WORK TO COMPLETE:
Return the data exactly, but only from the line containing "[[262, 580], [398, 457], [167, 263], [48, 439], [188, 566]]" through its last line.

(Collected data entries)
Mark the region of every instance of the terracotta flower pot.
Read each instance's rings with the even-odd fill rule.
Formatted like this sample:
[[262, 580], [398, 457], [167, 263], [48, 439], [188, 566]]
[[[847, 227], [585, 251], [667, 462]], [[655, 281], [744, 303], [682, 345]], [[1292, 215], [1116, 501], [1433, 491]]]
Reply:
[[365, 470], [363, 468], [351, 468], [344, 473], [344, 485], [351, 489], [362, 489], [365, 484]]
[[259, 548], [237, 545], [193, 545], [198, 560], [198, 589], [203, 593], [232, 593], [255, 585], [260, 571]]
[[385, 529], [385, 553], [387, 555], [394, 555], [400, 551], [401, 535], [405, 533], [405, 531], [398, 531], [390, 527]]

REPLY:
[[262, 580], [398, 457], [167, 263], [48, 439], [188, 566]]
[[[847, 227], [585, 251], [667, 462]], [[655, 281], [744, 303], [682, 345]], [[1292, 215], [1116, 501], [1433, 491]]]
Reply:
[[365, 470], [363, 468], [351, 468], [344, 473], [344, 485], [351, 489], [362, 489], [365, 484]]
[[259, 548], [237, 545], [193, 545], [198, 560], [198, 589], [203, 593], [232, 593], [255, 585], [260, 571]]
[[385, 529], [385, 553], [387, 555], [394, 555], [400, 551], [401, 535], [405, 533], [405, 531], [398, 531], [390, 527]]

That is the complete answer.